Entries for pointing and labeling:
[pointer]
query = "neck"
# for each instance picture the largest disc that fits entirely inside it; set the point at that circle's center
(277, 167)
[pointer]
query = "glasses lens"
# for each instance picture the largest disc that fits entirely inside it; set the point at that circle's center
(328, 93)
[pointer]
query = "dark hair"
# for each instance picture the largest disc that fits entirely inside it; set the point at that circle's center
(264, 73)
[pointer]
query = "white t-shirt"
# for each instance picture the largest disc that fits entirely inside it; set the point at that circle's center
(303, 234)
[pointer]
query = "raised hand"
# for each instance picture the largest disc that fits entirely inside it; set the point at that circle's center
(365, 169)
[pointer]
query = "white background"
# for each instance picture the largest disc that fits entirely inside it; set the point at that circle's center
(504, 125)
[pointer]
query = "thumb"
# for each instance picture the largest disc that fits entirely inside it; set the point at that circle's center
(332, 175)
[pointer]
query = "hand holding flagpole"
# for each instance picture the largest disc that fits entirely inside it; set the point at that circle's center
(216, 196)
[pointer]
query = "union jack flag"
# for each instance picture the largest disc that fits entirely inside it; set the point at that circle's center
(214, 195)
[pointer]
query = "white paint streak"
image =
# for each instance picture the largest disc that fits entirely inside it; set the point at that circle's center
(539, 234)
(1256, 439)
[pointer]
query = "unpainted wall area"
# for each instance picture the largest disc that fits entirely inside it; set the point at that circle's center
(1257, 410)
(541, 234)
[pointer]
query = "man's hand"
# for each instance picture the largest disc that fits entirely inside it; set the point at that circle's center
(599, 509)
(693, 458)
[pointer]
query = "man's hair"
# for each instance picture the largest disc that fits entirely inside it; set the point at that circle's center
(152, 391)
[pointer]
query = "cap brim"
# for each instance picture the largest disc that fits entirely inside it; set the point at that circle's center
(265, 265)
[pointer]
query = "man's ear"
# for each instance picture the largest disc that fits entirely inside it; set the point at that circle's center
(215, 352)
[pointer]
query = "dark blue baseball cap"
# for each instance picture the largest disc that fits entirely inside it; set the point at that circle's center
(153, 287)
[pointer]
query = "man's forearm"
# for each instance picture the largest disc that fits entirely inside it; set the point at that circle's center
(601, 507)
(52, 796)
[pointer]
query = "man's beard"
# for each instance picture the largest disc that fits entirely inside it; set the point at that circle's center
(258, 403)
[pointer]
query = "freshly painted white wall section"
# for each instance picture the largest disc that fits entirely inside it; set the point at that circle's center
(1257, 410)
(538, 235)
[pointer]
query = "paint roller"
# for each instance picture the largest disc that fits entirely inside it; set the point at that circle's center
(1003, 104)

• **INSTRUCTION**
Count the lines in the entries above that contain the word "dark", and give only that number.

• **SOLUTION TO THE PROBLEM**
2